# Data records start

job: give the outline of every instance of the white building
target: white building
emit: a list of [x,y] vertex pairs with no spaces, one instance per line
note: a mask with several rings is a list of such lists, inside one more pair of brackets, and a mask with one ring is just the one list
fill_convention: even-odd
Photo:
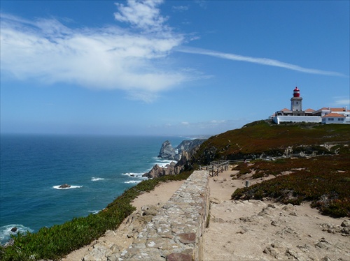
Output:
[[346,107],[323,107],[318,110],[312,109],[302,110],[302,98],[300,96],[300,90],[298,87],[293,90],[290,102],[290,110],[284,108],[276,111],[272,116],[272,120],[277,124],[281,122],[350,124],[350,110]]

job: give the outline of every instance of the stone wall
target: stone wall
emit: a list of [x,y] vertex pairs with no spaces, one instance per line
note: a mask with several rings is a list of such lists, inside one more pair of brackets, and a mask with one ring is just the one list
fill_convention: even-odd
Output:
[[209,172],[195,171],[120,255],[120,260],[202,260]]

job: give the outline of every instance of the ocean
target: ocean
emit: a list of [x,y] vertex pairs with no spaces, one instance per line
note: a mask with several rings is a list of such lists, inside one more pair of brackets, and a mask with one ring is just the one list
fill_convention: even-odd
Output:
[[[141,182],[161,145],[181,137],[1,135],[0,241],[97,213]],[[59,188],[62,184],[71,186]]]

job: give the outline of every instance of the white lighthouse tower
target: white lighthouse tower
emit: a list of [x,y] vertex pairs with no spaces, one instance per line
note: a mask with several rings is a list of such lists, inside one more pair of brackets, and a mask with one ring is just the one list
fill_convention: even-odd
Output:
[[[295,87],[294,91],[293,91],[293,97],[290,99],[290,110],[294,112],[302,112],[302,98],[300,97],[300,90]],[[294,114],[294,113],[293,113]]]

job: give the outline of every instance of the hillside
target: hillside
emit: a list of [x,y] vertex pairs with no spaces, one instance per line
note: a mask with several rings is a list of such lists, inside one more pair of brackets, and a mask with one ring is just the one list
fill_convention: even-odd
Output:
[[[206,140],[192,158],[192,164],[206,165],[217,160],[258,158],[284,154],[349,154],[350,125],[289,124],[254,121]],[[346,152],[347,151],[347,152]]]
[[[239,172],[232,179],[247,175],[274,178],[237,189],[232,200],[268,198],[293,204],[307,201],[324,214],[350,216],[349,145],[349,125],[273,125],[260,121],[211,137],[192,164],[253,159],[234,167]],[[300,154],[307,156],[300,157]],[[284,155],[290,157],[274,158]],[[266,156],[271,161],[260,159]]]

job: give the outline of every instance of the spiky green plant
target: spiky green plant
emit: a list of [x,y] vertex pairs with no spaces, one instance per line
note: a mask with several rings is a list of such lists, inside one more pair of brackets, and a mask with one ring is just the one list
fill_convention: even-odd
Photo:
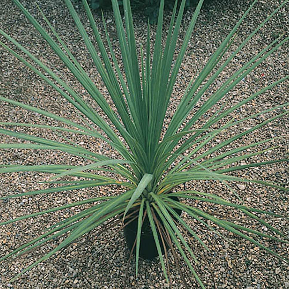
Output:
[[[89,164],[81,166],[53,164],[2,166],[0,168],[0,173],[2,174],[19,171],[40,172],[54,174],[55,175],[52,178],[52,179],[54,180],[52,182],[57,185],[53,188],[7,196],[1,198],[1,199],[38,194],[52,194],[56,192],[111,184],[122,186],[126,190],[126,192],[118,195],[109,197],[96,197],[93,199],[84,200],[0,223],[0,225],[3,225],[39,215],[56,212],[71,207],[92,203],[96,201],[100,202],[98,204],[92,205],[89,208],[84,210],[47,228],[47,232],[44,234],[2,257],[0,261],[19,255],[37,246],[49,242],[56,237],[66,236],[66,238],[56,247],[23,270],[15,278],[40,262],[46,260],[76,239],[107,220],[111,221],[112,220],[114,221],[116,218],[123,220],[128,220],[128,218],[131,218],[132,213],[135,214],[134,217],[138,219],[138,226],[135,244],[136,247],[136,274],[137,274],[138,271],[142,223],[145,217],[147,216],[164,274],[167,280],[168,281],[167,269],[161,248],[162,244],[165,242],[169,244],[176,261],[177,261],[178,258],[180,257],[179,255],[180,255],[196,279],[199,286],[203,288],[204,286],[201,280],[194,269],[194,265],[190,261],[191,259],[196,260],[193,250],[188,245],[182,232],[188,232],[205,248],[208,249],[208,247],[198,237],[197,232],[176,213],[174,209],[179,209],[185,212],[193,219],[208,226],[212,229],[212,227],[205,222],[206,220],[209,220],[219,227],[249,240],[286,262],[288,261],[262,244],[262,242],[255,237],[252,237],[251,234],[251,233],[253,233],[257,237],[266,237],[276,241],[288,243],[287,237],[258,216],[260,214],[275,216],[280,216],[279,215],[271,212],[264,212],[257,209],[248,208],[244,205],[230,202],[214,194],[214,192],[204,192],[197,190],[180,191],[177,189],[173,192],[174,188],[177,188],[179,185],[192,180],[216,180],[224,184],[233,192],[234,190],[229,184],[230,182],[232,181],[250,181],[280,190],[286,189],[278,184],[241,178],[229,173],[230,172],[243,169],[285,160],[278,160],[245,165],[230,166],[233,163],[236,164],[253,155],[258,155],[262,153],[264,151],[253,154],[239,155],[240,153],[246,151],[248,148],[257,147],[269,140],[253,142],[249,145],[240,146],[225,152],[221,152],[220,150],[226,148],[234,141],[262,127],[270,122],[285,115],[287,113],[287,112],[266,119],[241,133],[237,133],[234,136],[228,138],[209,149],[203,151],[202,149],[214,140],[221,131],[225,131],[236,123],[236,122],[233,123],[232,121],[229,121],[217,129],[212,129],[212,128],[218,122],[229,115],[241,106],[257,97],[261,94],[287,79],[288,76],[263,88],[232,107],[221,110],[214,114],[204,124],[201,129],[194,129],[194,125],[200,117],[212,108],[228,92],[234,89],[242,79],[287,41],[288,37],[281,36],[264,47],[244,64],[241,68],[228,78],[216,91],[211,94],[192,116],[190,114],[228,64],[260,28],[286,4],[288,0],[284,1],[267,19],[244,40],[231,54],[225,58],[224,60],[224,58],[226,55],[225,53],[232,43],[235,33],[244,18],[256,2],[256,0],[254,1],[231,32],[212,54],[197,77],[195,79],[192,79],[188,84],[176,110],[164,132],[163,127],[166,112],[177,74],[200,12],[203,2],[202,0],[196,8],[186,33],[182,46],[174,61],[173,60],[186,0],[182,1],[178,13],[177,12],[177,1],[176,2],[163,47],[162,45],[162,34],[164,1],[161,1],[153,54],[151,55],[150,52],[151,45],[149,37],[149,25],[148,24],[149,36],[145,49],[145,57],[142,48],[138,52],[137,49],[129,1],[125,0],[123,1],[125,27],[117,1],[112,0],[116,25],[121,51],[123,71],[121,69],[119,64],[117,61],[106,29],[105,31],[107,45],[107,47],[105,47],[86,0],[83,0],[83,5],[98,45],[102,59],[99,57],[97,51],[88,36],[70,0],[65,0],[67,7],[113,101],[116,109],[115,111],[112,109],[100,91],[44,15],[44,19],[55,36],[54,39],[57,39],[57,41],[53,40],[18,0],[14,0],[14,2],[85,88],[92,100],[101,108],[106,116],[110,120],[111,125],[110,125],[108,124],[104,119],[72,87],[2,30],[0,30],[0,33],[24,53],[35,64],[31,64],[27,61],[4,43],[1,42],[1,45],[74,106],[79,111],[80,115],[82,116],[83,122],[83,125],[79,124],[40,108],[1,97],[0,99],[2,101],[36,112],[62,122],[66,126],[55,127],[48,125],[4,122],[1,123],[1,124],[8,126],[31,125],[60,132],[71,132],[81,136],[84,135],[92,137],[107,143],[117,151],[122,158],[119,160],[112,159],[105,155],[90,151],[71,142],[61,142],[20,133],[8,129],[1,129],[0,133],[1,134],[28,141],[21,143],[2,144],[0,145],[0,148],[2,149],[58,150],[82,158],[91,162]],[[103,21],[103,24],[105,28],[105,21]],[[140,64],[138,60],[138,55],[140,56]],[[112,60],[112,62],[110,59]],[[40,69],[37,68],[37,66]],[[204,82],[205,80],[205,82]],[[277,107],[284,107],[288,104],[285,104]],[[255,117],[276,108],[273,108],[252,115],[251,117]],[[241,123],[248,118],[250,118],[241,119],[238,121],[238,123]],[[89,124],[86,119],[93,125]],[[184,123],[185,124],[184,125]],[[67,126],[71,128],[66,128]],[[97,132],[95,129],[95,127],[102,130],[105,134],[101,134]],[[123,141],[121,140],[120,136],[124,140]],[[189,153],[185,153],[188,150]],[[200,152],[201,151],[202,152]],[[206,157],[218,152],[220,152],[217,154],[216,156],[206,158]],[[105,168],[100,168],[103,166]],[[107,172],[109,176],[105,177],[98,173],[98,171],[100,170]],[[56,179],[60,179],[66,176],[81,178],[76,181],[55,181]],[[111,176],[115,176],[113,177]],[[120,179],[124,180],[121,181]],[[170,197],[173,196],[178,197],[180,201]],[[188,199],[192,200],[193,203],[186,202]],[[248,217],[265,226],[273,234],[279,236],[277,237],[272,236],[272,234],[265,234],[257,230],[237,225],[232,222],[218,218],[206,212],[205,210],[203,210],[192,205],[195,200],[235,208],[236,210],[241,211]],[[160,233],[158,235],[158,231]],[[166,251],[165,253],[166,257]],[[167,260],[167,264],[168,266]]]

# Data records end

What needs to be done ▸ Pick out every line of the items above that contains the word "white", and copy each of those lines.

Answer to this exercise ▸
job: give the outline of every instance of the white building
target: white building
job: give the outline of every instance of the white lighthouse tower
target: white lighthouse tower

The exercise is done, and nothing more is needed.